■ **What you should do**
Could you copy out the passage on neurodegenerative disorders verbatim, starting at "Numerous research studies" and ending at "parenchyma is diminished."?

■ **Excerpted text**
###

Neurodegenerative disorders, like Alzheimer’s disease (AD), Parkinson’s disease (PD), and amyotrophic lateral sclerosis (ALS), are severe neurological disorders that severely affect the quality of life of patients and result in a heavy burden on the economy and society. AD symptoms include memory loss and cognitive impairment (Govindpani et al., 2019). The prevalence of AD patients is high. In 2020, there were approximately 4.7 million people with AD in the United States, and by 2050, the number is expected to triple (Hebert et al., 2013). PD is the second most common neurodegenerative disorder. Common clinical manifestations include tremor, rigidity, and bradykinesia, which result in a heavy burden on patients and society (Lee and Pienaar, 2014). ALS is a common degenerative disease, which affects motor neurons and causes progressive atrophy of skeletal muscles, paralysis, and death (Petrov et al., 2017). However, our understanding of the pathogenesis of these disorders is still limited.

Numerous research studies have demonstrated that the diseases mentioned above are related to disruption of the neurovascular unit (NVU) (Sweeney et al., 2018; Liu et al., 2019). The NVU, which is composed of vascular cells, glial cells, and neurons, plays an important role in maintaining the functional integrity of the blood–brain barrier (BBB) and regulating the volume of the cerebral blood flow (CBF) (Sweeney et al., 2018). Disruption of the NVU may induce dysfunction of the BBB and decrease the CBF, which may contribute to the pathogenesis of neurodegenerative disorders. When the NVU is disrupted and CBF decreases, not only is the supply of oxygen and nutrients to the brain reduced but also the clearance of neurotoxic substance, such as β-amyloid (Aβ) and α-synuclein from brain parenchyma is diminished.

###

(Region pointing records)
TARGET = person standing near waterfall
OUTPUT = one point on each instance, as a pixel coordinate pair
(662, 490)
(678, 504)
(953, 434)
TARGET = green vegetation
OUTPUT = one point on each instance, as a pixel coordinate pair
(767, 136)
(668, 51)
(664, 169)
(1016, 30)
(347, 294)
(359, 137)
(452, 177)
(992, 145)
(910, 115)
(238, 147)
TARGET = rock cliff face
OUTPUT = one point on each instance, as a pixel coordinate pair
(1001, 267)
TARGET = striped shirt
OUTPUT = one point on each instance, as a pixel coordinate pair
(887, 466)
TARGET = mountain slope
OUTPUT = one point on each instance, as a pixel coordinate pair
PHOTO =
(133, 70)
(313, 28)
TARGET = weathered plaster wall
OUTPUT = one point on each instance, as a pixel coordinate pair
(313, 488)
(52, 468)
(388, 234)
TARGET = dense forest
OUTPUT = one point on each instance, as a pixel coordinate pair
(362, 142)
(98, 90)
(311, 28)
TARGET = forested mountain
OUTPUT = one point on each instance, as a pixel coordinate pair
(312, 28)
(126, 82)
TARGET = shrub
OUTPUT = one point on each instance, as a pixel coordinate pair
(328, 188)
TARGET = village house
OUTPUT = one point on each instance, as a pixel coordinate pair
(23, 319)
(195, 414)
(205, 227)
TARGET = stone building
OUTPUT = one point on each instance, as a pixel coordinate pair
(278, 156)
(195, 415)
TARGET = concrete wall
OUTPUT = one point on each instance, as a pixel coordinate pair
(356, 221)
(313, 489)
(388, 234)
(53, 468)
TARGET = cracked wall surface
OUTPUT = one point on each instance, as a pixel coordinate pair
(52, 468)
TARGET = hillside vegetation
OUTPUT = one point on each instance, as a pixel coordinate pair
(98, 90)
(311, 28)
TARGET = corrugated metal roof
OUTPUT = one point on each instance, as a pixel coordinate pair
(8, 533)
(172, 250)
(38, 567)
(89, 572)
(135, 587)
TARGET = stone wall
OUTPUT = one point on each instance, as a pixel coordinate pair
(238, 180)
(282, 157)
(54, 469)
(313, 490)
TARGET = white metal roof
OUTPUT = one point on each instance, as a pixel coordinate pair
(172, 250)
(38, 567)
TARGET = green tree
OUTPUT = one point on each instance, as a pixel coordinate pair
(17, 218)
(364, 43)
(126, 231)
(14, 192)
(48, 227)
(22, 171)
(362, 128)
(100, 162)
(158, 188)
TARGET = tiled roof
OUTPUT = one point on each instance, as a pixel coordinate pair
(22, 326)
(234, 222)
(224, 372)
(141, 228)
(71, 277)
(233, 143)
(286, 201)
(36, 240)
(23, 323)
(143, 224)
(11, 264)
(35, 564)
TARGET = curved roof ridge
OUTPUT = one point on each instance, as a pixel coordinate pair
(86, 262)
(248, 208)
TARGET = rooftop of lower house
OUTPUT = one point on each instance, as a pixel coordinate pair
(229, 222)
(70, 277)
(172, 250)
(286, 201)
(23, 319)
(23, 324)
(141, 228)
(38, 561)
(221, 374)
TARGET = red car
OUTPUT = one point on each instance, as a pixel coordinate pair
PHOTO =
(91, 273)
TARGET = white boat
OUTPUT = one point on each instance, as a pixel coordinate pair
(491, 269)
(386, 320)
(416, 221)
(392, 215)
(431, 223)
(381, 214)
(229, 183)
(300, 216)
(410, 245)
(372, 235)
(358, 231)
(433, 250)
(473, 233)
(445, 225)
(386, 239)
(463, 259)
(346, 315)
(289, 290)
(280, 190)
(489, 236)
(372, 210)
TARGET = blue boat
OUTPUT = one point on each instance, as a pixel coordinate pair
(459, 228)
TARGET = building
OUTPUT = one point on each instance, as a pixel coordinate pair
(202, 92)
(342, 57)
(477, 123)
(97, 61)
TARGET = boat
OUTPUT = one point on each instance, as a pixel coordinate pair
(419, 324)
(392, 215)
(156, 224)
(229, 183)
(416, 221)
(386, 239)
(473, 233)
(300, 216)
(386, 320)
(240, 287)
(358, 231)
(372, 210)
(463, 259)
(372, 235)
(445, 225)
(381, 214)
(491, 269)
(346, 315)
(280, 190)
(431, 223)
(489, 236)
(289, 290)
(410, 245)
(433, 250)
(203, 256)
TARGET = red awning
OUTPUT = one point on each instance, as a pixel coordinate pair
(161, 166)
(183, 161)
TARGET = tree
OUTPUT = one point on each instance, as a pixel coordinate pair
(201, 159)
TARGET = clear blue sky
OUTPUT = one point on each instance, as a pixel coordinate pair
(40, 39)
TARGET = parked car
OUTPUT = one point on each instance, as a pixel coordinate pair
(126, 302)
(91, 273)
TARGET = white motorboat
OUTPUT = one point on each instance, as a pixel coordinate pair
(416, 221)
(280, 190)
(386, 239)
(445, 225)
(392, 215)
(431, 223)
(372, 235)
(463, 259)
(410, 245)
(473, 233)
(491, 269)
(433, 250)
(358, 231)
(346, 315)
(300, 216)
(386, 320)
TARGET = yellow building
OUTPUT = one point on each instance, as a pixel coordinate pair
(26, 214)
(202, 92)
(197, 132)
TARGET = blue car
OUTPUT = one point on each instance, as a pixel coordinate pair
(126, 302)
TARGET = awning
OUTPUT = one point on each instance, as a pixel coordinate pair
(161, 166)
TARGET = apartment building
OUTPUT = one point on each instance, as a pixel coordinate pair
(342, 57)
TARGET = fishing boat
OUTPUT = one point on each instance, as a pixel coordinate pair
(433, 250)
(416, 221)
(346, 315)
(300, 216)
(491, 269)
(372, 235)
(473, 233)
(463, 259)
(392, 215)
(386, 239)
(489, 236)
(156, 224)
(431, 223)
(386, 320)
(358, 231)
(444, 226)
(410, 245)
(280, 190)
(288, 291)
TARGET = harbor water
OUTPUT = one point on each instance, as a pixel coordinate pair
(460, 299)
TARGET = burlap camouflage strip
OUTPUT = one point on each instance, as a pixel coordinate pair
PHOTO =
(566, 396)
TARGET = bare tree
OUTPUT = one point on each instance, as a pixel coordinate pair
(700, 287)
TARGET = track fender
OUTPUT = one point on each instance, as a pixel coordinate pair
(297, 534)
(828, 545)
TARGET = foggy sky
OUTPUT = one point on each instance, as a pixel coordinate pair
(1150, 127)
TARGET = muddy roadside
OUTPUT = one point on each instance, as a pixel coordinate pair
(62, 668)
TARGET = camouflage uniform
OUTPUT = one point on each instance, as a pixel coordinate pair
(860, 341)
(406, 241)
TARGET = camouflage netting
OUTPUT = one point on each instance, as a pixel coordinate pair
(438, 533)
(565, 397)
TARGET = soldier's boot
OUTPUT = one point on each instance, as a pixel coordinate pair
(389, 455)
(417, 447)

###

■ **Written reply**
Numerous research studies have demonstrated that the diseases mentioned above are related to disruption of the neurovascular unit (NVU) (Sweeney et al., 2018; Liu et al., 2019). The NVU, which is composed of vascular cells, glial cells, and neurons, plays an important role in maintaining the functional integrity of the blood–brain barrier (BBB) and regulating the volume of the cerebral blood flow (CBF) (Sweeney et al., 2018). Disruption of the NVU may induce dysfunction of the BBB and decrease the CBF, which may contribute to the pathogenesis of neurodegenerative disorders. When the NVU is disrupted and CBF decreases, not only is the supply of oxygen and nutrients to the brain reduced but also the clearance of neurotoxic substance, such as β-amyloid (Aβ) and α-synuclein from brain parenchyma is diminished.